Exercise:
For the word "tractor", count the lines of the data that include it and give only the total.

Records provided:

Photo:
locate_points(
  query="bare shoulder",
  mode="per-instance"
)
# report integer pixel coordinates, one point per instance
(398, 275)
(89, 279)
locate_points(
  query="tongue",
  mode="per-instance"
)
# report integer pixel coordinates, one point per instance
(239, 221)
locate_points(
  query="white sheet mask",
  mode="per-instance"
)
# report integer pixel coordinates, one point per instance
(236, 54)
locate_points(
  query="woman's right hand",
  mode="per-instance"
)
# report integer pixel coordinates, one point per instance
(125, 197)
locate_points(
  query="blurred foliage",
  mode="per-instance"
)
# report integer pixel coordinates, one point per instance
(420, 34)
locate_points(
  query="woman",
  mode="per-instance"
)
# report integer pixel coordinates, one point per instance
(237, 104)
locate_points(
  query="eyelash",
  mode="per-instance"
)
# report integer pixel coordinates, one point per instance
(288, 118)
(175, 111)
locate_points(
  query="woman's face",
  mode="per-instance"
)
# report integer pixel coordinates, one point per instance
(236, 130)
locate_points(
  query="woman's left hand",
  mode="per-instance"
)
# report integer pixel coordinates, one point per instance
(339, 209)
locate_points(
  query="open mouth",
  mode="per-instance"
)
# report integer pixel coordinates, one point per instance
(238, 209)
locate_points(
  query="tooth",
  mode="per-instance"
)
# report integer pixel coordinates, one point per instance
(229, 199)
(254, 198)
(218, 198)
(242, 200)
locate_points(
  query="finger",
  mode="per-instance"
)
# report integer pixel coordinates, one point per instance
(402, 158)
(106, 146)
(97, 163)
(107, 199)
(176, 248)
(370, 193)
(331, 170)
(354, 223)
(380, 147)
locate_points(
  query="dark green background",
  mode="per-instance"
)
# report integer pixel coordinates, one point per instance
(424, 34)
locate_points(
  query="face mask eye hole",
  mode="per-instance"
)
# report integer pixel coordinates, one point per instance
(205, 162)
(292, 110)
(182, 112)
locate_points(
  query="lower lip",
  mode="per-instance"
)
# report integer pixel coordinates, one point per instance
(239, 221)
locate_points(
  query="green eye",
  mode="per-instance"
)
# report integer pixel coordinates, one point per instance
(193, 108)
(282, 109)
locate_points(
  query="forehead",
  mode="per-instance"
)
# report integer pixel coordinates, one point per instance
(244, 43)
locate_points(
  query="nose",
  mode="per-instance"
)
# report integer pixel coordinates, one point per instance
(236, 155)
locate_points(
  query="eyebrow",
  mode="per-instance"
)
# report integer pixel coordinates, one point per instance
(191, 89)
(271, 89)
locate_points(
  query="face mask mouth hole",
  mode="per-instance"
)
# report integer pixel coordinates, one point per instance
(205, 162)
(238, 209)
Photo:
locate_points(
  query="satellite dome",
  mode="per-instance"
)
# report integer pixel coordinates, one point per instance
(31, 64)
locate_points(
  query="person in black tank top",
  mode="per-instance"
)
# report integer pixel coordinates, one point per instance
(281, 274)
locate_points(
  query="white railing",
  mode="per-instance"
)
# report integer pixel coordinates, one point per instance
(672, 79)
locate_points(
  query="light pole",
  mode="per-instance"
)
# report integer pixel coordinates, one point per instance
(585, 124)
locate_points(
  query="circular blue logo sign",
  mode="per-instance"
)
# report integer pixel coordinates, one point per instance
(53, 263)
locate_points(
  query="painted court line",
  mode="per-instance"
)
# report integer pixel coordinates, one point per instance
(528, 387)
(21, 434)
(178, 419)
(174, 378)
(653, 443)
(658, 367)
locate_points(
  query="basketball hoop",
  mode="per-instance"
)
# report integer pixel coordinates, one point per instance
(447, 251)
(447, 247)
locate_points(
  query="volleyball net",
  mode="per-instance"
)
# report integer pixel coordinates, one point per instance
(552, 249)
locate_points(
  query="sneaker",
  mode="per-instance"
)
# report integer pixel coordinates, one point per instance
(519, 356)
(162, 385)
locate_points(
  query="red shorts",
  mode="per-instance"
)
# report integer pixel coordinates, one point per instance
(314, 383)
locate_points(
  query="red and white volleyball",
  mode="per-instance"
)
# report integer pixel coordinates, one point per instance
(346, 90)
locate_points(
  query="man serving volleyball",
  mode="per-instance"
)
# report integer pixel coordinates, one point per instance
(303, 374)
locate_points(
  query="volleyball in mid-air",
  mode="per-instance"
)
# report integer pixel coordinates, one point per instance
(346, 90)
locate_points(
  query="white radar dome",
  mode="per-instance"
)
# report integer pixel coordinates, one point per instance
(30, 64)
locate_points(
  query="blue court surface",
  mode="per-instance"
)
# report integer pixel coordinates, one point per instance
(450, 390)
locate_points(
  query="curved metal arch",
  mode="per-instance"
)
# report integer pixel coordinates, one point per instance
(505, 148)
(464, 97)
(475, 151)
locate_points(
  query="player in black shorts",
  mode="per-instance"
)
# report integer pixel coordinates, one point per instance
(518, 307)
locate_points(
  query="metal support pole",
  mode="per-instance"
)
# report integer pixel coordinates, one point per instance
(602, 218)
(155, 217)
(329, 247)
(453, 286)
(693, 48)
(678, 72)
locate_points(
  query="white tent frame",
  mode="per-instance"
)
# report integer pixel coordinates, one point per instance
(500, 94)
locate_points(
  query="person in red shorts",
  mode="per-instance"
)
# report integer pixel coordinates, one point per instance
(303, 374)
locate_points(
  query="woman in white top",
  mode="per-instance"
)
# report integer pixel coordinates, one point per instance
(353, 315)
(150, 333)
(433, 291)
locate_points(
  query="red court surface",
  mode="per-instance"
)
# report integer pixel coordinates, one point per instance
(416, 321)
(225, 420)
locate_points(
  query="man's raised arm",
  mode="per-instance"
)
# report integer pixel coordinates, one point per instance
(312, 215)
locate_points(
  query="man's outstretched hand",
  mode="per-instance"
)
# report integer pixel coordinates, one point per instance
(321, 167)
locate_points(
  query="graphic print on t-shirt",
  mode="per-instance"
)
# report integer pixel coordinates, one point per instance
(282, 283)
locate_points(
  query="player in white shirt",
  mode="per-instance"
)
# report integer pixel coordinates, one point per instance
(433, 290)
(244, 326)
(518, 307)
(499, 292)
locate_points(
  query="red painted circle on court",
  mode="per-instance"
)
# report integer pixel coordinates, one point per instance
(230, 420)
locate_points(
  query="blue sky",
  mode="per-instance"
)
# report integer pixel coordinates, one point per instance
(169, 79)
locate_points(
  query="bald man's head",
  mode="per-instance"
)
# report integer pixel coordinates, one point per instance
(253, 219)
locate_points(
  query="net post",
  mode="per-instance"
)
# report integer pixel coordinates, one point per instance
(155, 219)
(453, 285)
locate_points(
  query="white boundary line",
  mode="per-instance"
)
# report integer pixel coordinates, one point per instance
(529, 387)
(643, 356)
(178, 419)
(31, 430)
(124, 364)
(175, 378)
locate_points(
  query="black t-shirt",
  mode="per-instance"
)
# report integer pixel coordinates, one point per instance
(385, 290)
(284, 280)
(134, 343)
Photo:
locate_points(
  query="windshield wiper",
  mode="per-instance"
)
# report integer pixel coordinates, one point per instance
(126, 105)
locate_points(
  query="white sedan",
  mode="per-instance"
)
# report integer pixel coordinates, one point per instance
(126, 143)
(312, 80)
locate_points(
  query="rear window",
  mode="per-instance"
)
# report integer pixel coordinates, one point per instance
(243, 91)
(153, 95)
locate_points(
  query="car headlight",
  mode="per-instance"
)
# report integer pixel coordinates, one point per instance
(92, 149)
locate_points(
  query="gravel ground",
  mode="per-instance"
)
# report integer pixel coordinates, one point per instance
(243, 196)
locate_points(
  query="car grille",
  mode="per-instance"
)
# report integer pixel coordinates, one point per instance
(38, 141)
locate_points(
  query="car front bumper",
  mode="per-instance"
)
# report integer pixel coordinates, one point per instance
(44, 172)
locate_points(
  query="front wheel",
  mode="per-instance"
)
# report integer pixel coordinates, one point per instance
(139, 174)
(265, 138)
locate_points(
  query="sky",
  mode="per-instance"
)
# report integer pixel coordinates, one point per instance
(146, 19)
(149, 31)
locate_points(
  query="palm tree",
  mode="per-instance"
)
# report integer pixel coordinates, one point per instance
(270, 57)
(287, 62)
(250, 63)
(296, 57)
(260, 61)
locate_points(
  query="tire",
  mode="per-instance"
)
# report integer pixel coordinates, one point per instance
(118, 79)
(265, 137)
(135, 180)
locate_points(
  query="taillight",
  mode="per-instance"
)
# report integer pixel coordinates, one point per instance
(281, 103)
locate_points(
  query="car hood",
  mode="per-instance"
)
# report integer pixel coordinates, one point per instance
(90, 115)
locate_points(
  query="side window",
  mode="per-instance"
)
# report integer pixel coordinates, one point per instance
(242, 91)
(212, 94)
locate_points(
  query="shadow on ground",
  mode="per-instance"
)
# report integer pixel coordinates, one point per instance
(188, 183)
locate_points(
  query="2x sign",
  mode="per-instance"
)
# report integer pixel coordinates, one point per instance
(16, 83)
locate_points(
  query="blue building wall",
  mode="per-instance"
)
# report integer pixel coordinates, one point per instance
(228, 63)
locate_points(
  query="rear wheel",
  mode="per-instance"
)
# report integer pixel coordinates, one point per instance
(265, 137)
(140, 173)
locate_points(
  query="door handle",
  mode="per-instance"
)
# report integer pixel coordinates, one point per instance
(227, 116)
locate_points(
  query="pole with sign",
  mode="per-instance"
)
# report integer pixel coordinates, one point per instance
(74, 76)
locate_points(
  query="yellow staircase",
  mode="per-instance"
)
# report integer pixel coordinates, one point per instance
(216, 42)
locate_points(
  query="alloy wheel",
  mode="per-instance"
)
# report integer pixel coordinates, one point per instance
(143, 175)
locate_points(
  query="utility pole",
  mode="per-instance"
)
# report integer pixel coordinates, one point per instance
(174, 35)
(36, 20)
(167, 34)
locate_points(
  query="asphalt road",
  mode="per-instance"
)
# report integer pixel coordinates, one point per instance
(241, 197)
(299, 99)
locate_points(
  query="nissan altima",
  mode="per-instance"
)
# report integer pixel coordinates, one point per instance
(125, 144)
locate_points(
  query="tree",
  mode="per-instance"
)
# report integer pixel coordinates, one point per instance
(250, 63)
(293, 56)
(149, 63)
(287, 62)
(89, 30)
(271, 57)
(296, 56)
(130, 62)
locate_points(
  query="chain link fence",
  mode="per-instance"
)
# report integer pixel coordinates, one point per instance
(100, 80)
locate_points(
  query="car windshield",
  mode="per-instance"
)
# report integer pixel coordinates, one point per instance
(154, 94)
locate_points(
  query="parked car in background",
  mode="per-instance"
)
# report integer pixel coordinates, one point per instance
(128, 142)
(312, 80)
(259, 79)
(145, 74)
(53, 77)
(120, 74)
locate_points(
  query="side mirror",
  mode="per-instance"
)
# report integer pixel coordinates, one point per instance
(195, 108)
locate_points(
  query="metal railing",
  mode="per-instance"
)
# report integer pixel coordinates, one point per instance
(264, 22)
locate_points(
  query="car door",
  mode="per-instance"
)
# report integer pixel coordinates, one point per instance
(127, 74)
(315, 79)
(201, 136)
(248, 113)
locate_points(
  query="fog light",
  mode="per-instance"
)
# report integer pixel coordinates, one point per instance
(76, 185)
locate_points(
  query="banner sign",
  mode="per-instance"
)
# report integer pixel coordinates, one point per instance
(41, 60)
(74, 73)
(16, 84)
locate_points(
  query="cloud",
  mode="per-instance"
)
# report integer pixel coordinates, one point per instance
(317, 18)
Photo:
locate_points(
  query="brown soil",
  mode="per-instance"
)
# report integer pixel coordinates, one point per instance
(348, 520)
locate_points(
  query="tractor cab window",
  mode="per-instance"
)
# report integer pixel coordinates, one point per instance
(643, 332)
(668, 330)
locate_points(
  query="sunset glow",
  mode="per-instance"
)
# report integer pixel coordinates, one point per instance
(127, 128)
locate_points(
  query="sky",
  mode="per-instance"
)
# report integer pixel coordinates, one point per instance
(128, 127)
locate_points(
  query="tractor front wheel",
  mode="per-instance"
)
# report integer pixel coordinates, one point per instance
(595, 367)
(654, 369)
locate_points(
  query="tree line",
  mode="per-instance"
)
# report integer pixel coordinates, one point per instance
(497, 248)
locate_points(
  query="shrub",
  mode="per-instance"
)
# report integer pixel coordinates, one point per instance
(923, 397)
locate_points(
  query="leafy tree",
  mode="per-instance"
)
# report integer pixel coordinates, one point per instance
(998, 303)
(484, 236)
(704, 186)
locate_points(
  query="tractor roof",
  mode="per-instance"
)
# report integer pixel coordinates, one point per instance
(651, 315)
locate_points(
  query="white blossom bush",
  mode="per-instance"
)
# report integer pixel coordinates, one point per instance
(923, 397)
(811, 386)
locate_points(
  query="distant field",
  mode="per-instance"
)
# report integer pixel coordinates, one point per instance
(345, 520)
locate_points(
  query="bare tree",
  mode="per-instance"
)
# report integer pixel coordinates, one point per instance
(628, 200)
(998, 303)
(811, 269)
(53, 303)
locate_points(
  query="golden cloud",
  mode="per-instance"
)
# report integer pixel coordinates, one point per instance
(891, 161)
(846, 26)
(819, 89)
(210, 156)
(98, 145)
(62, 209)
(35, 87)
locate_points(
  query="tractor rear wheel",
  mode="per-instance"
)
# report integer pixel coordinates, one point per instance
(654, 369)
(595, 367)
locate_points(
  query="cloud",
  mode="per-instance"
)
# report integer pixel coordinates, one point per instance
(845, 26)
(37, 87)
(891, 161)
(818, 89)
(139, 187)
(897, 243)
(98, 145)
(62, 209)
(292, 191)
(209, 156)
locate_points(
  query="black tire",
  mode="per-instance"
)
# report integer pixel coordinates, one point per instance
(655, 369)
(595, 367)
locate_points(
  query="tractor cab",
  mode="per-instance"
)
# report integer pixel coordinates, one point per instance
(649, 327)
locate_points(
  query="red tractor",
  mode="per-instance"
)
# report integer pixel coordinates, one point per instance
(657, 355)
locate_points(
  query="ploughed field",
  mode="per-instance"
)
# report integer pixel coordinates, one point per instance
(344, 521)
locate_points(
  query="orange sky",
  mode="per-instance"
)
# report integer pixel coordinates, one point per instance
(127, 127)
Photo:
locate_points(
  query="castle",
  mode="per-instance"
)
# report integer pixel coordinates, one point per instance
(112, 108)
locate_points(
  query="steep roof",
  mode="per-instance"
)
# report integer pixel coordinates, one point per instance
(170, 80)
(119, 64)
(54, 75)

Solution for this problem:
6